> _INSTRUCTIONS TO FOLLOW_:
Please copy the section of the text on Eastern Europe's economy that starts with "Point out the" and ends with "path to development.", swapping "economists" for "analysts".
(Beginning of EXTRACTED TEXT)
Point out the dire economic state of Eastern Europe today, and Western
economists will assure you that these societies are simply experiencing
'teething problems' on the path to development.
John Gibson believes that the problems go far deeper than that, to the root
of the market system itself
Lots of pain, but no gain
Western economic pundits are suggesting that 1993 could be the year in which
Eastern Europe and the former Soviet Union will begin the steady march to
economic growth. After four years in which aggregate production has fallen
by around a third across the region, they believe that the proverbial green
shoots are beginning to poke their way through the rubble. Poland is set
to record a growth in output this year, with Hungary and the Czech Republic
not far behind. Even in Russia, we are told, things are looking up. With
Yegor Gaidar, the International Monetary Fund's favourite Russian, back
in tandem with Boris Yeltsin in the Kremlin, more Western aid is promised
and a medium-term recovery is forecast.
A recent IMF report put this scenario for growth in a global context favourable
for economic recovery. The collapse of communism and the opening up of large
areas of the world to the market, combined with a period of peace and technological
innovation, will lay the basis for a period of sustained economic growth.
Peter Norman, economics editor of the Financial Times, summarised
the report: 'Powerful and predominantly positive forces at work in the global
economy suggest that the present time is a period of dynamic change rather
than a weary recovery from recession.' (24 September 1993)
In this scenario, the economic travails of the East are the pains of transition.
(End of EXTRACTED TEXT)
(Beginning of SOURCE MATERIAL)
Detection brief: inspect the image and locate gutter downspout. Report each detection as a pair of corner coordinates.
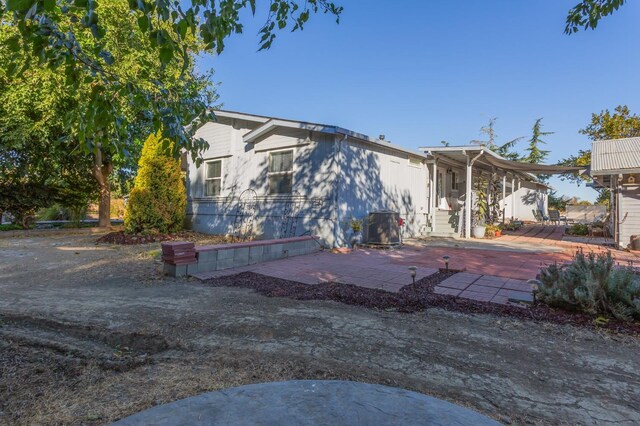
(End of SOURCE MATERIAL)
> _RESPONSE_:
Point out the dire economic state of Eastern Europe today, and Western
analysts will assure you that these societies are simply experiencing
'teething problems' on the path to development.